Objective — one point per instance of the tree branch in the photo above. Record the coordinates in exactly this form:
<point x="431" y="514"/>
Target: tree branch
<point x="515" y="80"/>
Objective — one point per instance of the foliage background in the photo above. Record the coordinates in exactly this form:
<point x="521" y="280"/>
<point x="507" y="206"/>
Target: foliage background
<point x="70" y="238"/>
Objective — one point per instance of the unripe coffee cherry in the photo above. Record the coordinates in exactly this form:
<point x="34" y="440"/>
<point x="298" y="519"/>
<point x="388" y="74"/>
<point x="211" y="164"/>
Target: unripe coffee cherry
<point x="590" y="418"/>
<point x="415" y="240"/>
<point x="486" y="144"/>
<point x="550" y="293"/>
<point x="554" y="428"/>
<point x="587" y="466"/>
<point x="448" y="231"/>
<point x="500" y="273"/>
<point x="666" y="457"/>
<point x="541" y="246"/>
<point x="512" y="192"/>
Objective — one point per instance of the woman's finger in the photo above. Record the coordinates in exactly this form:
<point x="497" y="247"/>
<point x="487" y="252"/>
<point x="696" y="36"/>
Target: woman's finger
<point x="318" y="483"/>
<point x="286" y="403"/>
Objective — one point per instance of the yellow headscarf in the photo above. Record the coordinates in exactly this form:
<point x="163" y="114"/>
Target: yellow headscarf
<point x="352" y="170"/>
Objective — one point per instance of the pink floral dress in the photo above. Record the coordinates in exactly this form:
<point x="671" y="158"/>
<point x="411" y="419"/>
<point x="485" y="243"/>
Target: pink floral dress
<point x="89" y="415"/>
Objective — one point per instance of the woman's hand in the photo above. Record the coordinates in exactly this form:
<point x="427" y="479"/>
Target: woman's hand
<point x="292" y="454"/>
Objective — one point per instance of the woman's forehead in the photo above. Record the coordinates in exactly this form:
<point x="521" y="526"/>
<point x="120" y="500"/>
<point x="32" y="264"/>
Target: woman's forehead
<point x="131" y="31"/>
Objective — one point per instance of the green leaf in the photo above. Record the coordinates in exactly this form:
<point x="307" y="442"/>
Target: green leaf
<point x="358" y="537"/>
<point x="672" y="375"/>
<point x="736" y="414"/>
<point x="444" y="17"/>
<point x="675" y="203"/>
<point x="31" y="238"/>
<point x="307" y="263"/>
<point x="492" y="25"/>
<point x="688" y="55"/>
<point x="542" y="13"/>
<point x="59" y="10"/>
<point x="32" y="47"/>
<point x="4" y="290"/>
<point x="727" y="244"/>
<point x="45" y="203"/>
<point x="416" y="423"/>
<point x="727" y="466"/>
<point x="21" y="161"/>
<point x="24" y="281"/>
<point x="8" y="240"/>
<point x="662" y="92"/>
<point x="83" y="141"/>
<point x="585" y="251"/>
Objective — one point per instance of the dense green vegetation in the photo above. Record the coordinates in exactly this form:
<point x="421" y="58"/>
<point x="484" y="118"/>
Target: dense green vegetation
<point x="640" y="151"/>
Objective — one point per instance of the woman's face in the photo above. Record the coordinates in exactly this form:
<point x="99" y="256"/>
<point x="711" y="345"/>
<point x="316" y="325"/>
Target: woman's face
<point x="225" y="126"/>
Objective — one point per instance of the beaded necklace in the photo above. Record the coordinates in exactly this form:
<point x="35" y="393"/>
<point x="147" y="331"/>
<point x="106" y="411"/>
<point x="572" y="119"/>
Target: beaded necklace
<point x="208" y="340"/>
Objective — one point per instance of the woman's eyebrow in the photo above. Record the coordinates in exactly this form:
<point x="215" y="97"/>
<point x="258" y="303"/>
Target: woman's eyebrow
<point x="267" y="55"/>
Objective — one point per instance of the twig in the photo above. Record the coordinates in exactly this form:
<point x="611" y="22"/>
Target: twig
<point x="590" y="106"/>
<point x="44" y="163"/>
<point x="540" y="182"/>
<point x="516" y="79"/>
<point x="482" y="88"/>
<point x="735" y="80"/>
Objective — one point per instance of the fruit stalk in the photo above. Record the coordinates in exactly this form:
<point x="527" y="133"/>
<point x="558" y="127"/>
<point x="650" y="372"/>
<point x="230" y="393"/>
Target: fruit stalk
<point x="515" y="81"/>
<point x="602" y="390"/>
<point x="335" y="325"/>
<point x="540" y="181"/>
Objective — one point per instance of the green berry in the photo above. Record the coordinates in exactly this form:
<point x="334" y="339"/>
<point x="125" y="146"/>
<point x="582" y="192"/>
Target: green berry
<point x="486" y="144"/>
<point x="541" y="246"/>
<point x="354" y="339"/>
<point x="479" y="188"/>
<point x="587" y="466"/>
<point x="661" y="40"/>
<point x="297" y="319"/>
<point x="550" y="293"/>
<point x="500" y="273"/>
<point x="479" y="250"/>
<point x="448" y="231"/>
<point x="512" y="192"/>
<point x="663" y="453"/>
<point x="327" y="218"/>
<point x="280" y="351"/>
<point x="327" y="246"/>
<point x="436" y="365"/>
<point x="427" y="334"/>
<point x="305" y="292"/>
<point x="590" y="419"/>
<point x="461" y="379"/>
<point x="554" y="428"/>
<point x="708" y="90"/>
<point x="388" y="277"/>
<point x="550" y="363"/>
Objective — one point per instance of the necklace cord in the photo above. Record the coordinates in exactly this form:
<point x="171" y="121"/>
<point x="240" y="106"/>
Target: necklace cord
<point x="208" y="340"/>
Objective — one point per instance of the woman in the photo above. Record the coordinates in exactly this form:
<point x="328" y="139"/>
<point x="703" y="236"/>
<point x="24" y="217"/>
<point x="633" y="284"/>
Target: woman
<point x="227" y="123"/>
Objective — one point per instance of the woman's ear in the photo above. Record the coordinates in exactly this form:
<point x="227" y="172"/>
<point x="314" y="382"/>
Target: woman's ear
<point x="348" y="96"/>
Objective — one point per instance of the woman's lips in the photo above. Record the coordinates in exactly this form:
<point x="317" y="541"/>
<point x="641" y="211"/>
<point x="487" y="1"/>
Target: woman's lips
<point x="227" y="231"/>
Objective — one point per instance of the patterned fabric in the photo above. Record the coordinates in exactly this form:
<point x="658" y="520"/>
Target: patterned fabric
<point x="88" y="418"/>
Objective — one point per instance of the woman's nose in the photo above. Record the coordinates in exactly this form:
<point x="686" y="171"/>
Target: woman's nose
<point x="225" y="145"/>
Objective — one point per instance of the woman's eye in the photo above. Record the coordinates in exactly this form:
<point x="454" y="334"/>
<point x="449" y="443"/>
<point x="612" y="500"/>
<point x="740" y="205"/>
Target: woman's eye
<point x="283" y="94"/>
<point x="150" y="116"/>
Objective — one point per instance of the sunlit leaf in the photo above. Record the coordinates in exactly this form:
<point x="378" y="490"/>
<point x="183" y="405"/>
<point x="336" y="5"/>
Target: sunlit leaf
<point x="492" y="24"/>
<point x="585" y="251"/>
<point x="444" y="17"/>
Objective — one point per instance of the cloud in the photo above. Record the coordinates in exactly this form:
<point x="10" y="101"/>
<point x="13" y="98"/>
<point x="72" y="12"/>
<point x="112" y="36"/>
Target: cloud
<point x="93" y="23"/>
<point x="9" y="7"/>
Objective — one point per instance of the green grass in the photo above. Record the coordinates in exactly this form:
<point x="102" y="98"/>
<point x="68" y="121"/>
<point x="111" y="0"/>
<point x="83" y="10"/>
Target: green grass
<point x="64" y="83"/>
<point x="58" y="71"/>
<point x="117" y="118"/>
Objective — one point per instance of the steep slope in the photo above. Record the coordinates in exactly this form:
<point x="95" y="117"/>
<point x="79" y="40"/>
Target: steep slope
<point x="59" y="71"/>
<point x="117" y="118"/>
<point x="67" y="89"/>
###
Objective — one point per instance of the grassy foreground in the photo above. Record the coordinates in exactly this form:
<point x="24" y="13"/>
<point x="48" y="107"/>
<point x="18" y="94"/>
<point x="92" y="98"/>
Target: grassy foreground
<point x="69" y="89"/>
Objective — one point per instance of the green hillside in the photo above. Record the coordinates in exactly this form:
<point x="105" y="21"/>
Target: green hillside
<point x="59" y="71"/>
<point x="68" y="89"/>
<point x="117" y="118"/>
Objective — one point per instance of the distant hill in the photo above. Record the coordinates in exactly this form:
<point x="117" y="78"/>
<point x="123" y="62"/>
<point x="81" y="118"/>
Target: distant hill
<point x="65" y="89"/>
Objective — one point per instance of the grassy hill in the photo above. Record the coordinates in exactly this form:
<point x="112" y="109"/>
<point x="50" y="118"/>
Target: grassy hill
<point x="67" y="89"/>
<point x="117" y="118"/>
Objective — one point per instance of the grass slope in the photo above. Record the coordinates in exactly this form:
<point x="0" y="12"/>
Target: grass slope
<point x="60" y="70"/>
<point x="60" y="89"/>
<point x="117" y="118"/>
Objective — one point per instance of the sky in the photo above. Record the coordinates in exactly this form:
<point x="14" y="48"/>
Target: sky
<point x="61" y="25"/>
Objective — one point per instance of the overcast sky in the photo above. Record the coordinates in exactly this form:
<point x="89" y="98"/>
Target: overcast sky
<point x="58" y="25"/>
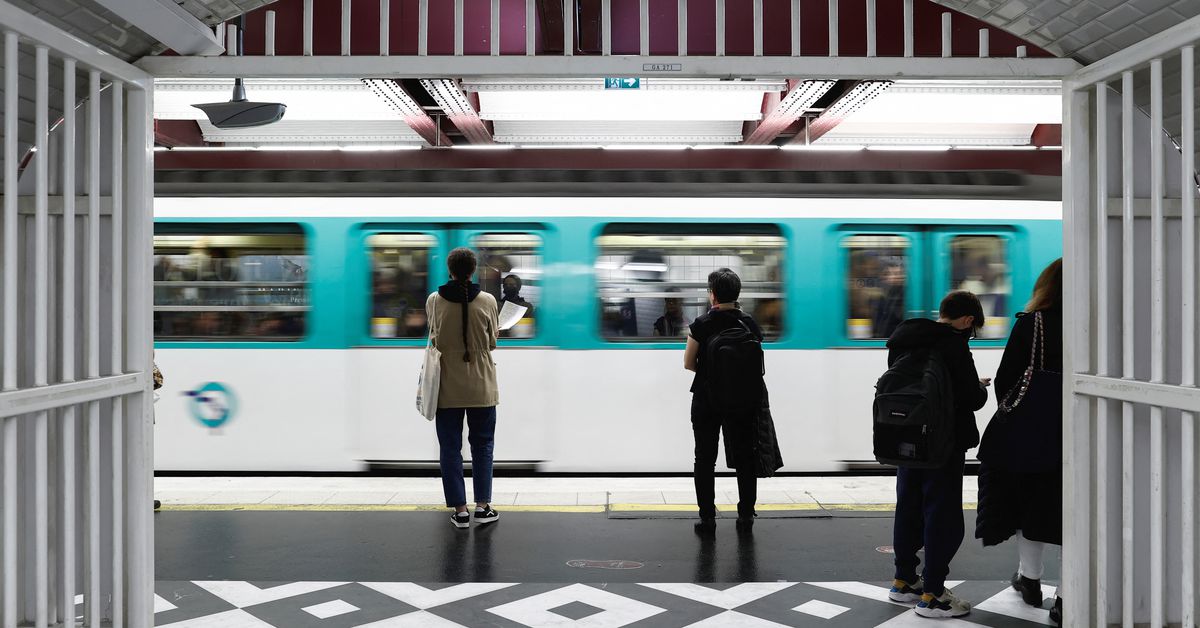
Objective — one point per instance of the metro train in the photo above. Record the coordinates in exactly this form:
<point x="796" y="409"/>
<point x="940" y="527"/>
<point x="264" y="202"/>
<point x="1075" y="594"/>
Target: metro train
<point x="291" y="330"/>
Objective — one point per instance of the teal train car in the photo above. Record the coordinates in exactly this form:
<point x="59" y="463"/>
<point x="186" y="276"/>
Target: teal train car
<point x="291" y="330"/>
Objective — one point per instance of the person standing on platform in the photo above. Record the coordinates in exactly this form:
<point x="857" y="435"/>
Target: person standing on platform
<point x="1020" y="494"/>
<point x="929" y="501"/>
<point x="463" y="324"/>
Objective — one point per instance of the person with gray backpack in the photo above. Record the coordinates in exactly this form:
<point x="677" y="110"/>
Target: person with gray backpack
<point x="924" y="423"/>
###
Directive:
Count the lines in the data above that contain the string "cloud", treating uppercase and lowercase as different. How many are there? Give only the number.

Solution to this task:
2